Entradas para señalar objetos etiquetados
▬▬▬▬▬▬▬▬▬▬
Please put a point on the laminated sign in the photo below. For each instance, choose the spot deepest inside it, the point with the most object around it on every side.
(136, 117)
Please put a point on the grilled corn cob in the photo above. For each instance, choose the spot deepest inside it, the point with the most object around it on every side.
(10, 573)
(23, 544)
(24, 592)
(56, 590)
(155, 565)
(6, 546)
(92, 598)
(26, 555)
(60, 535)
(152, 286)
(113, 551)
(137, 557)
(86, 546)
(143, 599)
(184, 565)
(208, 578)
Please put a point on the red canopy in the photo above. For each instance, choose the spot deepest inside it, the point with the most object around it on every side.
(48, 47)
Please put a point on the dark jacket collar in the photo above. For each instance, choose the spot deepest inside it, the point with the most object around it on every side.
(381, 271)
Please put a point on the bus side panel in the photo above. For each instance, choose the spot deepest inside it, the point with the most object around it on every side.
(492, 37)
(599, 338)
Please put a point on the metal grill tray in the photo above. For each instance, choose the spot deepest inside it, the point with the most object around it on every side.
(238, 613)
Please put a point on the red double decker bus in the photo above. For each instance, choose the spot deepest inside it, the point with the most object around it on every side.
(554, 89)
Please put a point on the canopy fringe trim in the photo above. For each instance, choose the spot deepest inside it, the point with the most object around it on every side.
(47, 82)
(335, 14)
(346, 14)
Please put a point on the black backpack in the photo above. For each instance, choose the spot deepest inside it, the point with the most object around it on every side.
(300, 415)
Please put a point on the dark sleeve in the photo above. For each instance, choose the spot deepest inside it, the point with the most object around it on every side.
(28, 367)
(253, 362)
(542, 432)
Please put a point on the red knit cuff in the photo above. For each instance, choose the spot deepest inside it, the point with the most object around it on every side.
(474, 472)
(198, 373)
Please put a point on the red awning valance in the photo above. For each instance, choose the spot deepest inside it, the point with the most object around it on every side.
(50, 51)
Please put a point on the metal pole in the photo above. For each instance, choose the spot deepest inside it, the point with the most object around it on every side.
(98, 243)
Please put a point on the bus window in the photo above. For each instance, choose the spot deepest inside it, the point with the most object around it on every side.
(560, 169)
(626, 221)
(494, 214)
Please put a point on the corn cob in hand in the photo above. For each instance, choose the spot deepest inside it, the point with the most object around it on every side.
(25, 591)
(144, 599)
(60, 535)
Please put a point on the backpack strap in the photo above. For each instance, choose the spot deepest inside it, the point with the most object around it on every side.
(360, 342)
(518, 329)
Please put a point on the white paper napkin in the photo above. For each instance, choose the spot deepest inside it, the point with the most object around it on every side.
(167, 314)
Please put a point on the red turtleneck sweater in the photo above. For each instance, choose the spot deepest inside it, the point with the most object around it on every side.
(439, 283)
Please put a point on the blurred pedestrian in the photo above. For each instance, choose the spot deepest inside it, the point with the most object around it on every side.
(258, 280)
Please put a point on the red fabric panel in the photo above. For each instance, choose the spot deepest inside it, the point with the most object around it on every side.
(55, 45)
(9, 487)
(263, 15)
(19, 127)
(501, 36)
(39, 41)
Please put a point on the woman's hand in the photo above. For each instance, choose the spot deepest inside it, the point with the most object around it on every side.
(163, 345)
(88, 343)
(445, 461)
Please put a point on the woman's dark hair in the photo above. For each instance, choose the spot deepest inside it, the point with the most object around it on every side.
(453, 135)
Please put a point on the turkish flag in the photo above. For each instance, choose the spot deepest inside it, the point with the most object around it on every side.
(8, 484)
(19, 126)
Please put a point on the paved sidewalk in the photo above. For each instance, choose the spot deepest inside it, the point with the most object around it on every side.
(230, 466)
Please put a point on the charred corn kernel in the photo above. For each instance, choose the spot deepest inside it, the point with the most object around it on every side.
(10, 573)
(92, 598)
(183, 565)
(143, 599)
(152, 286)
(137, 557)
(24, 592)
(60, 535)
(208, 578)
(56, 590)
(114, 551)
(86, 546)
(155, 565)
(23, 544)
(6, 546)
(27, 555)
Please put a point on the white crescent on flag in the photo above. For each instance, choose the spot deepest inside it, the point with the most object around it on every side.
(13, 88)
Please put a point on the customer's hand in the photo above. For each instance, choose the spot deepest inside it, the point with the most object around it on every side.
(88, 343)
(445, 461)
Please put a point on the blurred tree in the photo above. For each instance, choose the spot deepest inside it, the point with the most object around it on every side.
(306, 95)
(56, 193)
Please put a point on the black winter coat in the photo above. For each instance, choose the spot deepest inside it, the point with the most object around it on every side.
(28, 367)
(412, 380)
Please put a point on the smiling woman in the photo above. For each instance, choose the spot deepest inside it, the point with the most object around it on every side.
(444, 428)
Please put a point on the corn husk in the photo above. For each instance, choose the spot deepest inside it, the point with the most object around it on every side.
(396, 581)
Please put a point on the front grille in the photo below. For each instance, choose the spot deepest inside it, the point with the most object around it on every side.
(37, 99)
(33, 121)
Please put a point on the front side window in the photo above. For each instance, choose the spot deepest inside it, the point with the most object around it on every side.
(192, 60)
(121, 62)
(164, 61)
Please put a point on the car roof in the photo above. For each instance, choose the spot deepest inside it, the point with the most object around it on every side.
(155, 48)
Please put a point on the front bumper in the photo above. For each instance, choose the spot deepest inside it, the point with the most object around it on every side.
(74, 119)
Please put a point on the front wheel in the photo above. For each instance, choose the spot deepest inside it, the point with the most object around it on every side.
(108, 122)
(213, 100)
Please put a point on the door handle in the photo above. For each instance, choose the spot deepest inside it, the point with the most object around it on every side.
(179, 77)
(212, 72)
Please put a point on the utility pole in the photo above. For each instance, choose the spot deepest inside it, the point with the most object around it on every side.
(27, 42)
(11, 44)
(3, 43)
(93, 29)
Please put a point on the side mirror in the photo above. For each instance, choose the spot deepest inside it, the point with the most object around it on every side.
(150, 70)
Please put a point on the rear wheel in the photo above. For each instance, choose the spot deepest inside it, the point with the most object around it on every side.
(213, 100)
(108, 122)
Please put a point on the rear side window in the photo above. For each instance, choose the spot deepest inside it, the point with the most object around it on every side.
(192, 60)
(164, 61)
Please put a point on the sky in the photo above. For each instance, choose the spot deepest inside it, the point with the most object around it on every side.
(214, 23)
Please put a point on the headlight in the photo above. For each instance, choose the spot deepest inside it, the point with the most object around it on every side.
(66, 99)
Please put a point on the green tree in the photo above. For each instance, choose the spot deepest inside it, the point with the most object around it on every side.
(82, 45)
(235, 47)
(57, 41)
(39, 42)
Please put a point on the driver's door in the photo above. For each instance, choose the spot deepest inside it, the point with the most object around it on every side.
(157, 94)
▬▬▬▬▬▬▬▬▬▬
→ **Objetivo del ejercicio**
Por favor, copia de nuevo todas las líneas desde la que contiene "Please put a point on the headlight" hasta el final de las entradas, incluidas la primera y la última, y nada más. Multiplica por 2,1 cada coordenada de los puntos marcados y redondea al entero más cercano, con las mitades hacia arriba.

→ **Resultado del ejercicio**
Please put a point on the headlight in the photo above. For each instance, choose the spot deepest inside it, the point with the most object around it on every side.
(139, 208)
Please put a point on the green tree in the photo above. For each instance, choose the spot deepest inside it, the point with the most object around it on every side.
(172, 95)
(494, 99)
(120, 86)
(82, 88)
Please put a point on the driver's door in the photo above. For each instance, choose the spot deepest inside it, the point with the most object around it on every side.
(330, 197)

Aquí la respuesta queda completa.